_Aim of the exercise_: Retype all of the listing exactly, with no pictures.

_Source data_:
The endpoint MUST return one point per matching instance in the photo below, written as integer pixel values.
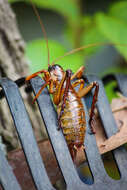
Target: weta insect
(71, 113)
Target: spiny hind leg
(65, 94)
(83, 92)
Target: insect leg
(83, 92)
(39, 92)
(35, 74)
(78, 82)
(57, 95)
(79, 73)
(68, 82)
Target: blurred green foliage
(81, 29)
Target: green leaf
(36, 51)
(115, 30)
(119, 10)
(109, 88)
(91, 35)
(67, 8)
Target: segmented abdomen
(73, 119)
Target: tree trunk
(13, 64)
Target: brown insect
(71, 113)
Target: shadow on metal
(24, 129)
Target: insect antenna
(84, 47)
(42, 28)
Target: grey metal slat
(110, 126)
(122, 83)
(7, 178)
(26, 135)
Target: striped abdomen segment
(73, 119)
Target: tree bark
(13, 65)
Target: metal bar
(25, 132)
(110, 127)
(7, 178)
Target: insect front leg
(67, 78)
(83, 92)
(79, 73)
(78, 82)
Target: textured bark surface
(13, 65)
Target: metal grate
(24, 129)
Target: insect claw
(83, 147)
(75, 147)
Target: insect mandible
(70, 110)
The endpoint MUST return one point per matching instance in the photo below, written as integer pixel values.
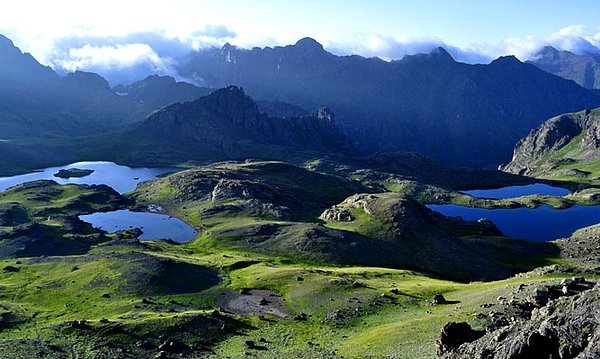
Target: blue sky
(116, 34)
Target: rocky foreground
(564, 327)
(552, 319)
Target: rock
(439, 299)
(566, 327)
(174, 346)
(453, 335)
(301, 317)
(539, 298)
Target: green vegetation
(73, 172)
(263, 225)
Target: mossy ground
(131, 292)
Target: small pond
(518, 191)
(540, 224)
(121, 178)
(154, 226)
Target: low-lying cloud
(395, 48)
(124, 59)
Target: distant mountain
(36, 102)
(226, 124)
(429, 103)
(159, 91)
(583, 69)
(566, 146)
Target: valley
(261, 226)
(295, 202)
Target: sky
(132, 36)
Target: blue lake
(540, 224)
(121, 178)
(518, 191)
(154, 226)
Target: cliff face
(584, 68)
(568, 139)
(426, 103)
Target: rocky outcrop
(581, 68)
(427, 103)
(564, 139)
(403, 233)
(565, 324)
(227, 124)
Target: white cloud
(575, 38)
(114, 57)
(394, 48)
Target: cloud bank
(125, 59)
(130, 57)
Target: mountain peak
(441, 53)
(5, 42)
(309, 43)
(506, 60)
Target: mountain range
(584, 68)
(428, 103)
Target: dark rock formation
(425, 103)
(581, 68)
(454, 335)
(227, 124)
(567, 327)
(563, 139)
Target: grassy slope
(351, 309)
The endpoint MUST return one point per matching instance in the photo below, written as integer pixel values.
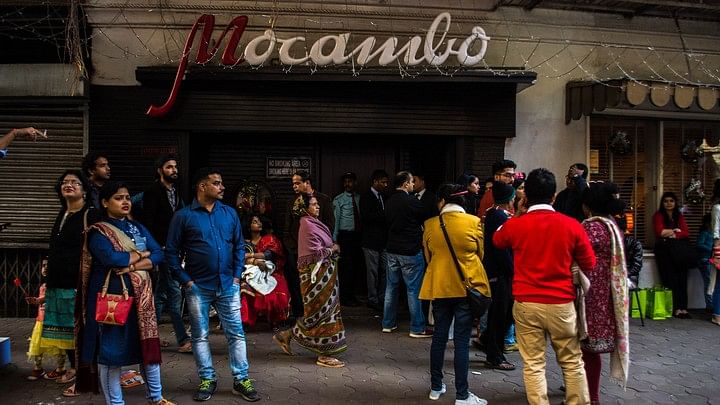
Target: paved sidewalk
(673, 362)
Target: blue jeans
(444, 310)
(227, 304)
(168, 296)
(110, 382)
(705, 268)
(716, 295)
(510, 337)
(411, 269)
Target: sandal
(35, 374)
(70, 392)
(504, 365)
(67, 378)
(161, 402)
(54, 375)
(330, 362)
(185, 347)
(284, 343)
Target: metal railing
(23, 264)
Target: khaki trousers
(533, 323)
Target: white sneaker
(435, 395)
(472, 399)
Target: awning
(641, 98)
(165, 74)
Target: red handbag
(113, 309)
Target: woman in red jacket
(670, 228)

_Output for this task_:
The endpoint MUST return one point per matching instance in the photo below, written as integer pixel values.
Target: weta insect
(71, 113)
Target: spiny hind leg
(65, 94)
(83, 92)
Target: insect leg
(83, 92)
(39, 92)
(35, 74)
(78, 82)
(57, 95)
(79, 73)
(68, 82)
Target: blurred green foliage
(81, 29)
Target: green leaf
(36, 51)
(115, 30)
(119, 10)
(109, 88)
(91, 35)
(67, 8)
Target: segmented abdomen
(73, 119)
Target: tree trunk
(13, 64)
Target: brown insect
(71, 113)
Target: shadow on metal
(24, 129)
Target: insect antenna
(84, 47)
(42, 28)
Target: grey metal slat
(110, 126)
(122, 83)
(7, 178)
(26, 135)
Target: striped abdomen segment
(73, 119)
Target: tree bark
(13, 65)
Target: metal bar
(25, 132)
(110, 127)
(7, 178)
Target: insect front leg
(67, 78)
(83, 92)
(79, 73)
(78, 82)
Target: textured bark surface
(13, 65)
Target: metal grate
(24, 129)
Target: insect claw
(83, 147)
(75, 147)
Target: insect mandible
(70, 110)
The endpoint MUST return one point per matching instance in the photo below, written as integer pixel values.
Target: blue sky
(116, 34)
Target: rocky foreground
(564, 327)
(552, 319)
Target: rock
(439, 299)
(566, 327)
(174, 346)
(453, 335)
(301, 317)
(539, 298)
Target: green vegetation
(73, 172)
(263, 225)
Target: mossy ground
(131, 292)
Target: small pond
(518, 191)
(540, 224)
(121, 178)
(154, 226)
Target: low-lying cloud
(395, 48)
(124, 59)
Target: distant mountain
(36, 102)
(226, 124)
(429, 103)
(159, 91)
(583, 69)
(566, 146)
Target: valley
(261, 226)
(295, 202)
Target: sky
(132, 36)
Target: blue lake
(540, 224)
(121, 178)
(518, 191)
(154, 226)
Target: cliff face
(584, 68)
(568, 139)
(426, 103)
Target: rocky outcrop
(581, 68)
(427, 103)
(564, 139)
(403, 233)
(565, 324)
(227, 124)
Target: white cloud
(575, 38)
(114, 57)
(394, 48)
Target: cloud bank
(125, 59)
(130, 57)
Target: mountain peak
(441, 53)
(5, 42)
(309, 43)
(506, 60)
Target: mountain range
(584, 68)
(428, 103)
Target: dark rock formation
(425, 103)
(581, 68)
(454, 335)
(227, 124)
(567, 327)
(563, 139)
Target: grassy slope
(351, 309)
The endpoint MUST return one point per matching instance in the photo below, written as integer pixel values.
Target: paved sidewalk
(673, 362)
Target: blue jeans
(444, 310)
(227, 304)
(168, 296)
(110, 382)
(705, 268)
(716, 295)
(510, 337)
(411, 269)
Target: sandal
(35, 374)
(70, 392)
(504, 365)
(67, 378)
(161, 402)
(54, 375)
(330, 362)
(185, 347)
(284, 343)
Target: metal railing
(23, 264)
Target: khaki trousers
(533, 323)
Target: white sneaker
(435, 395)
(472, 399)
Target: awning
(641, 98)
(165, 74)
Target: red handbag
(113, 309)
Target: woman in red jacket
(670, 228)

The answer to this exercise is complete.